| Your task |
Please transcribe the lines below exactly, and leave every image behind.

(Dataset records)
* * * * *
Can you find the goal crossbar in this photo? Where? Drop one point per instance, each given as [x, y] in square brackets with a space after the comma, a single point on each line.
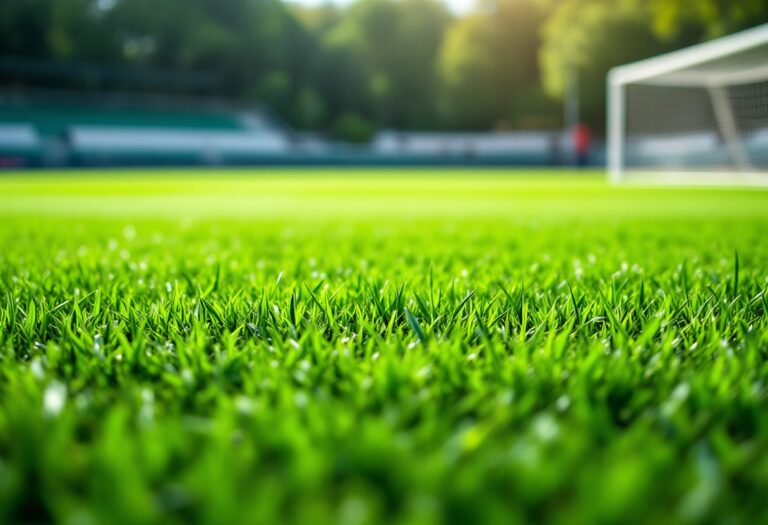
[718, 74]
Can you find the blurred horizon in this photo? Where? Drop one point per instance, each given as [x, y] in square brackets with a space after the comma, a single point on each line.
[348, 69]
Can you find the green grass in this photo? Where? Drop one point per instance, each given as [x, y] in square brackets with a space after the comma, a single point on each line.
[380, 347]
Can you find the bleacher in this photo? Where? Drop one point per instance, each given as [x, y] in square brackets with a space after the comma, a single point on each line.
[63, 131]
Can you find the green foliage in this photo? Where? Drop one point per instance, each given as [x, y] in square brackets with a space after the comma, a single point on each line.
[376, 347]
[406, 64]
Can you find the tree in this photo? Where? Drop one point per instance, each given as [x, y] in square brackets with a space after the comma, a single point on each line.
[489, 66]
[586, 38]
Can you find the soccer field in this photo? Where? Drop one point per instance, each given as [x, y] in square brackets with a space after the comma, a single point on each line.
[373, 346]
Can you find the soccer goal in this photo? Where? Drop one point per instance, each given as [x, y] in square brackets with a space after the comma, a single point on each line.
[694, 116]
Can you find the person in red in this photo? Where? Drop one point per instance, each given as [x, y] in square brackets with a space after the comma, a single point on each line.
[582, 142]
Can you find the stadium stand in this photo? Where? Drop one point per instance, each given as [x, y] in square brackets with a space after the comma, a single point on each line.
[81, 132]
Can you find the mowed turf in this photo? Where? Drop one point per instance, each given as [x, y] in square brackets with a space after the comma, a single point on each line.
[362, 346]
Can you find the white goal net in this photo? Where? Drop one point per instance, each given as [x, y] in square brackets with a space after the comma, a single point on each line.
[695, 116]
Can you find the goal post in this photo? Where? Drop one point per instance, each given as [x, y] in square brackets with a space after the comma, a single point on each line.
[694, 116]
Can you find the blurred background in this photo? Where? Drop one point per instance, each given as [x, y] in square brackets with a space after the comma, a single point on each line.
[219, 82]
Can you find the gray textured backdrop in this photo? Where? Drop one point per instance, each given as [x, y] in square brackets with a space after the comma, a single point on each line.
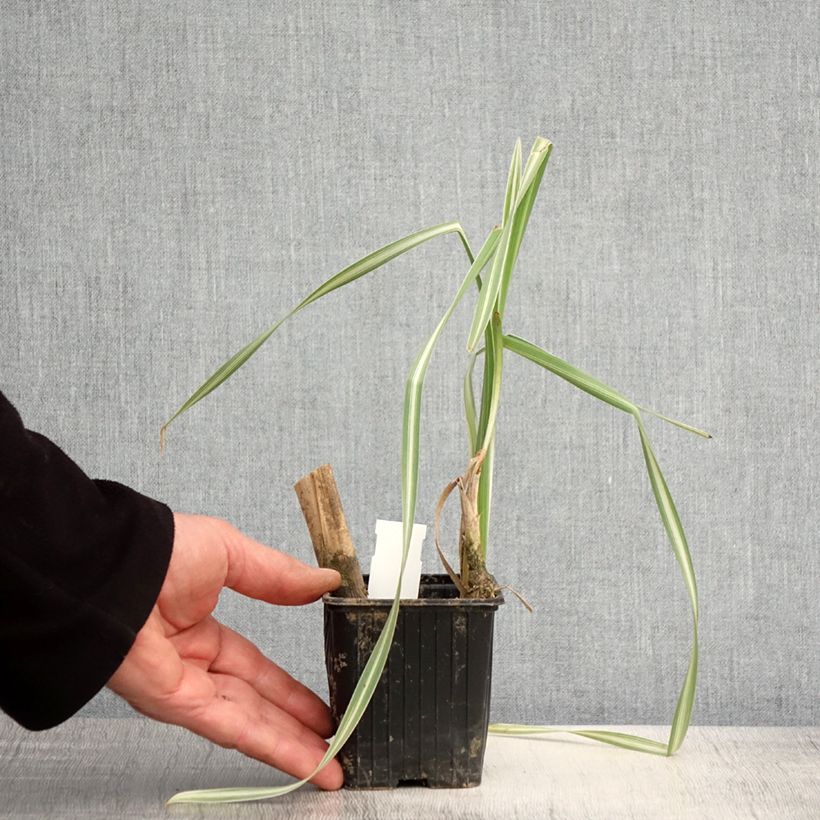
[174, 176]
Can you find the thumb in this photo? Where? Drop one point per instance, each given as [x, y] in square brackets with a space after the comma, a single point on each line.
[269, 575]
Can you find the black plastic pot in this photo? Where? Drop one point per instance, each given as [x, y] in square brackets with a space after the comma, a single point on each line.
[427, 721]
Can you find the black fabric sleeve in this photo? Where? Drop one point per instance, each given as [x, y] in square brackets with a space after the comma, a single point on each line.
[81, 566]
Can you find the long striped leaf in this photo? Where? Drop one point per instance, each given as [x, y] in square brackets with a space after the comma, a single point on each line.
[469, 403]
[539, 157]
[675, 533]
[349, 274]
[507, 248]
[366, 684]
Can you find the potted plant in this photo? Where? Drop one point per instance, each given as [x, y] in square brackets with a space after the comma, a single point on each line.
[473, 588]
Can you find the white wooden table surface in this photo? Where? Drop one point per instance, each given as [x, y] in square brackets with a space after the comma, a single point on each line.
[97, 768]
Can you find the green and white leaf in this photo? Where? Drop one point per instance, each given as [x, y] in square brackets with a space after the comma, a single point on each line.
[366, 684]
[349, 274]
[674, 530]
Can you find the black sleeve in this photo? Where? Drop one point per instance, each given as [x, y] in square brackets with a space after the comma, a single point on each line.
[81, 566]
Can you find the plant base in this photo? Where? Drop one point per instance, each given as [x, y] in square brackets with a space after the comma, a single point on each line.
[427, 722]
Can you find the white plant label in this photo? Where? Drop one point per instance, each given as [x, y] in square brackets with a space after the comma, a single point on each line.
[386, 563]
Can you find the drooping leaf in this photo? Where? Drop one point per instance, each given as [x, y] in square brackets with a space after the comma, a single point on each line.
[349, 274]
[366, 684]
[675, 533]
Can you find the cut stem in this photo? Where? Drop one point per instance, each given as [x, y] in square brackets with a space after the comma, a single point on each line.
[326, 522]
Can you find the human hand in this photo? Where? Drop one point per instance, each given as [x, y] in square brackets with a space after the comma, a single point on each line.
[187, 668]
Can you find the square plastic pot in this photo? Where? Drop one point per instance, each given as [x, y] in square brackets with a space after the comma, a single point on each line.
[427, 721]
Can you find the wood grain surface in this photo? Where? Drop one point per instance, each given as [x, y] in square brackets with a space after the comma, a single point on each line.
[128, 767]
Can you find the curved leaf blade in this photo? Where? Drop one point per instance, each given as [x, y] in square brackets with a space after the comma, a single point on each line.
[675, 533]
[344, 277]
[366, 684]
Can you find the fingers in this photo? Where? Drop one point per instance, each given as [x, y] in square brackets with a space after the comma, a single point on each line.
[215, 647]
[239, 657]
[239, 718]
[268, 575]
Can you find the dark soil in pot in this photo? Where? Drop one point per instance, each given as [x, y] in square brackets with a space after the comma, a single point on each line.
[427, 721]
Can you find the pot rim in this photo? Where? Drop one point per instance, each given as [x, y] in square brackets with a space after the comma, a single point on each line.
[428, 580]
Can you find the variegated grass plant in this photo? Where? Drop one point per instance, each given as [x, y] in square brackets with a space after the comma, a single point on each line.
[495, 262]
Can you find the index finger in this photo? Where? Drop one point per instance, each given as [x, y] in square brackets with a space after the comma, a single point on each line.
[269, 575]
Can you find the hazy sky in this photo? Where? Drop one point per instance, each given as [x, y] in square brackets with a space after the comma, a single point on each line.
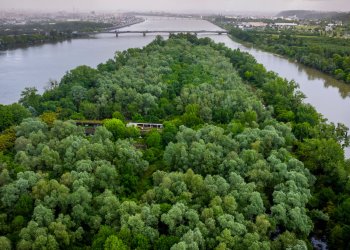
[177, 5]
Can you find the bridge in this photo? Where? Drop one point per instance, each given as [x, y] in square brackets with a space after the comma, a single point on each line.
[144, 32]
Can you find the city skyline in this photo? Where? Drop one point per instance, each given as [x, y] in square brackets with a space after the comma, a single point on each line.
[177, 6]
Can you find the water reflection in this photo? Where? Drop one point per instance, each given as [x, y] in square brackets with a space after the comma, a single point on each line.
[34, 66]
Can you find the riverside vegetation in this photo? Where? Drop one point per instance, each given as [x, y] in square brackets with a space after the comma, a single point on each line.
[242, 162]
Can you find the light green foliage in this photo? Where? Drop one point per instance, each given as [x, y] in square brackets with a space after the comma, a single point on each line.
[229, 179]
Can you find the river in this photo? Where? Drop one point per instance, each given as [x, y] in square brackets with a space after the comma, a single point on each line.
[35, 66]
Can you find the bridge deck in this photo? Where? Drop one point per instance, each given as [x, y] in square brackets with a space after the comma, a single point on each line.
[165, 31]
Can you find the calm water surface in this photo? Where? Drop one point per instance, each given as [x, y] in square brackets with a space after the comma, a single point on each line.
* * * * *
| Result for this task |
Can you find the goal crossbar in this photo? Where? Drop one point per instance, each given as [x, y] in square brackets with a space after the comma, a single point on each line.
[718, 74]
Can you find the blurred horizon in this photo? Where? Drop one point per instance, each given as [x, y] in square brackets with a space after the comma, a single point on each line.
[348, 69]
Can you find the green grass in this photo? Where? Drop one point per instance, each given as [x, y] in square brackets with a space after the comma, a single point on each line.
[380, 347]
Can you find the bleacher in this photo? Where? Drop one point per instance, each given as [x, y] in square brackets with a space after the comma, a single point on each line.
[63, 131]
Can you find the green foliage in this photo? Where? Drop one point per instance, each given as [x, y] in square brackets with a space after the comma, a single point on each line.
[376, 347]
[406, 64]
Can you find the tree in this photo? Where? Drop one point per instance, each given as [x, y] in square brackets with a space after the comma, a single point on each line.
[489, 66]
[586, 38]
Can you find the soccer field in this photo? Where? Drop one point per instance, each given as [x, y] in square brackets with a space after the comma, a single point on each line.
[373, 346]
Can you find the soccer goal in this photo? Where? Drop one point per instance, each given as [x, y] in square brackets with a space after the comma, a single point on each line.
[694, 116]
Can you find the person in red in this photo? Where? Drop one point per instance, each given as [x, y] in square brackets with a space after the comma, a single point on each line.
[582, 142]
Can you find the stadium stand in this photo? Where? Drop one point per instance, each given as [x, y] in square brackets with a space after the comma, a single point on each line.
[81, 132]
Can you find the mowed turf in this photo? Where? Drop one point per instance, each given as [x, y] in square brackets with a space after the comma, a single point on each line.
[362, 346]
Can you find the white goal net in this photo? Where? Drop one point per instance, each given as [x, y] in square brackets with a space after the comma, a single point on each line.
[695, 116]
Can you find the goal post in this photo? Where? Drop one point per instance, each given as [x, y] in square brackets with a space after the comma, a single point on each line.
[694, 116]
Can you find the blurred background in this photo? Where? Drop one point per instance, each given as [x, y] in square brackets with a space after the comma, a single point on each line.
[219, 82]
Can you find the gray textured backdrop in this photo? Where? Drop one point per instance, each given as [x, y] in square brackets with a space after the comma, a single point on each line.
[174, 176]
Can you find the thumb in this photo? Where? Drop one point per instance, each given as [x, y] in square brackets with a space after the comma, a single point on each line.
[269, 575]
Can you find the black plastic pot in this photo? Where? Drop one point per instance, each given as [x, y] in square brackets with a space after the comma, a single point on each line.
[427, 721]
Can you find the black fabric sleeve in this photo? Where? Drop one point per instance, each given as [x, y] in square brackets with a space after the comma, a single point on each line.
[81, 566]
Can you find the long striped leaf in this photo? Where? Drop one point per instance, each given as [x, y] in square brackets with a space after the comma, a single point on each line.
[469, 403]
[539, 157]
[675, 533]
[349, 274]
[507, 248]
[366, 684]
Can you find the potted plant in this photo? Where? Drop one point per instance, each given as [x, y] in square brackets with a space after the comma, a single point on each line.
[473, 588]
Can you find the white wooden table surface in this photo? Where? Drop one point per instance, each given as [x, y] in square brackets with a space after the comma, a single point on each line.
[97, 768]
Can you find the green and white leaf in this photo? Where? Drop one point per instance, each given as [x, y] in square brackets with a space after the comma, a single point on each line.
[366, 684]
[349, 274]
[674, 530]
Can you find the black sleeve in this photo? Where? Drop one point per instance, each given as [x, y] in square brackets with a space after the comma, a single point on each line.
[81, 566]
Can you find the plant base in this photo? Where? Drop one point per instance, each given as [x, y] in square brackets with a space after the comma, a single point on each line.
[427, 722]
Can you find the white plant label in this photo? Where? Drop one point per instance, each given as [x, y] in square brackets with a space after the comma, a single point on each line.
[386, 563]
Can you find the drooping leaf in this photo? Where? Drop one point per instance, each given as [x, y] in square brackets with a space after the comma, a single point on each line.
[349, 274]
[366, 684]
[675, 533]
Can you find the cut stem in this photo? Where? Drop one point per instance, each given as [x, y] in square brackets with a space after the comma, a single point on each line.
[326, 522]
Can you find the human hand in this photo? Where? Drop one point per instance, each given as [x, y] in square brackets with a space after the comma, a single point on each line.
[187, 668]
Can you find the square plastic pot in this photo? Where? Drop one point per instance, each given as [x, y] in square brackets with a space after the comma, a single point on each line.
[427, 721]
Can you find the wood grain surface in this photo? Where? Drop one point per instance, each given as [x, y] in square brackets with a space after the comma, a single point on each line.
[128, 767]
Can you find the curved leaf blade in this photo? Where? Drop one point per instance, each given as [x, y] in square brackets with a space after the comma, a single point on each line.
[675, 533]
[344, 277]
[366, 684]
Can you find the fingers in this photo? Where? Drop one point per instance, each given as [x, y] in square brackets with a space after the comma, a single point on each line.
[215, 647]
[239, 657]
[239, 718]
[268, 575]
Can you find the dark soil in pot in this photo? Where? Drop one point per instance, each given as [x, y] in square brackets with a space after the comma, a single point on each line.
[427, 721]
Can you find the pot rim in this photo? Where? Drop one point per instance, each given as [x, y] in square brackets with a space after the comma, a single point on each line.
[428, 580]
Can you find the variegated grass plant in this photo? Where? Drop one point per instance, each given as [x, y] in square brackets with a space after the comma, a single point on each line.
[495, 262]
Can you find the index finger in this photo? Where? Drop one point per instance, each given as [x, y] in square brackets with a space after the comma, a single point on each line.
[269, 575]
Can you find the hazy sky in this photo? Where? Drop one point per instance, each given as [x, y] in square brackets with a space after the comma, a single point on each line.
[177, 5]
Can you find the bridge in this photo? Where? Drop one point per instance, each given as [x, y] in square brackets with a space after the comma, a single point on each line.
[144, 32]
Can you find the city skyline in this photo? Where? Drop one point per instance, each given as [x, y] in square brackets with a space after the comma, a single point on each line.
[177, 6]
Can you find the water reflection in this photo? Where? Drop one point per instance, each given as [x, y] in square brackets with a space after the comma, a single point on each line.
[34, 66]
Can you find the riverside vegetation in this photo? Where? Drop one point per instance, each given as [x, y] in square brackets with a space after the comma, a single point on each line.
[242, 162]
Can you find the light green foliage in this photo? Where? Drop one point per instance, each given as [x, y] in square brackets with a space after the comma, a single point on each line.
[229, 179]
Can you find the river in this photo? Where? Drop one point per instance, each given as [x, y] in square brackets with a space after the comma, a single point on each line.
[35, 66]
Can you find the bridge deck in this photo? Where? Drop one point per instance, each given as [x, y] in square brackets with a space after the comma, a single point on each line.
[165, 31]
Can you find the calm water surface in this photo? Where? Drop one point per instance, each given as [x, y] in square brackets with a space after the comma, a single point on each line.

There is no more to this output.